= Ontario Deposit Return Program =

The Ontario Deposit Return Program (Programme de consignation de l'Ontario, ODRP), also simply known as Bag it Back, is a regulation of the province of Ontario, Canada. Its purpose is to divert recyclable materials from landfill or low-quality recycling uses by charging a fee for each alcoholic beverage container sold in the province, and processing the material for re-use or other recycling activities once the containers are returned for a refund of the deposit fee. Customers forfeit the deposit fee if the container is not returned.

The regulation took effect on 5 February 2007, and applies to manufacturers, wineries, and government stores licensed to sell alcohol under the Liquor Licence Act, but excludes the Brewers Retail Inc. packaging return system.

The concept had been debated before, and was proposed in a summary report of the Ministry of the Environment from a public consultation about the ministry's intention to divert 60% of waste from landfill to recycling and composting by 2008.

== Description ==
Under the program, a mandatory fee (deposit) is collected at the point of sale of alcoholic beverages, based on their containers, as follows:

- 10 cents for glass containers, polyethylene terephthalate (PET), Tetra Pak (polycoat) and Bag-in-a-Box of volumetric capacity up to 630 mL, and aluminum or steel cans less than or equal to 1 L.
- 20 cents for glass containers, polyethylene terephthalate, Tetra Pak and Bag-in-a-Box of volumetric capacity over 630 mL, and aluminum or steel cans over 1 L.

Exemptions to those include containers with a capacity of 100 mL or less, those purchased at U-Vint, U-Brew, and duty-free shops, and those purchased before 5 February 2007. Points of sale include all Liquor Control Board of Ontario (LCBO) retail outlets, LCBO Agency Stores and The Beer Store Retail Partners, and Ontario winery and distillery stores. Approximately "360 million containers are eligible for recycling through the Bag it Back program".

★ ★ ★ ★ ★ ★ ★

Exercise prompt: Extend the text on the Ontario Deposit Return Program beyond its final sentence. The lines that follow are drawn from a separate source.

Dataset content:
★ ★ ★ ★ ★ ★ ★

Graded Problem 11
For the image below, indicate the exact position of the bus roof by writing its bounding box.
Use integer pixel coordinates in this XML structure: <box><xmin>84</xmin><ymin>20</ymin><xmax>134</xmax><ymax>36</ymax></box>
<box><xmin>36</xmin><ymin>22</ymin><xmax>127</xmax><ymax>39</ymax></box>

★ ★ ★ ★ ★ ★ ★

Result of the exercise:
A refund for the deposit is made to the customer once the container is returned to The Beer Store, which manages the collection, processing and recycling of the containers on behalf of the province, or to an LCBO Agency store, an empty bottle dealer in rural communities, or a commercial return depot. The Beer Store signed a five-year contract with the Government of Ontario to manage the program at the program's inception, partly because "it already runs an efficient bottle-return program for beer bottles". For this, it receives 10 cents from the government per empty container collected. Its first year of operation was expected to cost the province $15 million, anticipating approximately 150 million containers would be returned. Previously, the province paid $5 million a year to Waste Diversion Ontario for glass reclamation from municipal Blue box programs.
As part of the monitoring of this program, a mystery shopping company was contracted to visit 85% or more of the return locations on an annual basis. During each visit, a variety of empties were returned for refund to determine if the unit employees knew how to appropriately identify the container and provide the correct refund amount.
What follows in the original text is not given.